Data drawn from a collection:
★ ★ ★ ★ ★

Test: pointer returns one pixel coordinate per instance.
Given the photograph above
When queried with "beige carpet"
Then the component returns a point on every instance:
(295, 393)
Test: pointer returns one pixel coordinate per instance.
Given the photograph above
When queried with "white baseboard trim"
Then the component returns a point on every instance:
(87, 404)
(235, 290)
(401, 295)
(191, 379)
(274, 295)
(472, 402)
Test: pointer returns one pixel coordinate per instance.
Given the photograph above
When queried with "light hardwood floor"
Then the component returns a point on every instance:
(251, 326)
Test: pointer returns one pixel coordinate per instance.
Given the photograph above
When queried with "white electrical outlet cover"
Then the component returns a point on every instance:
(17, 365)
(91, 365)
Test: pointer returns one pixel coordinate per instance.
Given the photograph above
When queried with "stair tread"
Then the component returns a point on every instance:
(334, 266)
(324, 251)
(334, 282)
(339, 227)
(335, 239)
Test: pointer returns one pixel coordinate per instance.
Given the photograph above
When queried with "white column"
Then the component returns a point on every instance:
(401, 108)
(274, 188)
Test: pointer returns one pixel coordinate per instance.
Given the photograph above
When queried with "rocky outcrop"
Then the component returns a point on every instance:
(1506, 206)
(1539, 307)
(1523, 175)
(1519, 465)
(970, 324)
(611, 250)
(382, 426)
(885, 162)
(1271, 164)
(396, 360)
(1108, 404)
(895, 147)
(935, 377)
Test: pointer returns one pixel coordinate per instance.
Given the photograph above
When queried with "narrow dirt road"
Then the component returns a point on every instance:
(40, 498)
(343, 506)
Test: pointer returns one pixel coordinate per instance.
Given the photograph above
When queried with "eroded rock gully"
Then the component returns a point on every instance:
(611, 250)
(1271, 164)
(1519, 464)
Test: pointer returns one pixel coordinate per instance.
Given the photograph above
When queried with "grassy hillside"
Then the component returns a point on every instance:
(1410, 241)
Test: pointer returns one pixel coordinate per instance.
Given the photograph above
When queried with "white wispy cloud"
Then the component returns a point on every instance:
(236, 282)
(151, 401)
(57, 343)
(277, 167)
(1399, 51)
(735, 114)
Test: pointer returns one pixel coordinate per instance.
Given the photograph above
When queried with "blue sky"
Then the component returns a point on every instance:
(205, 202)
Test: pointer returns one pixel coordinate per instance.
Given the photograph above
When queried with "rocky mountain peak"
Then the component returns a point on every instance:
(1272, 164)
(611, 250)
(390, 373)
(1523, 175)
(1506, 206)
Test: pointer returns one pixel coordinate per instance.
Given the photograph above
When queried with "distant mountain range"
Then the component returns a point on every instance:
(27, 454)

★ ★ ★ ★ ★

▶ **WRITTEN PROBLEM**:
Identify every line in the rows above that contains the word "mountain" and copy each of those lines.

▶ **RESPONSE BELOW**:
When queried with "rocky mountain peak"
When queried with "distant mountain range"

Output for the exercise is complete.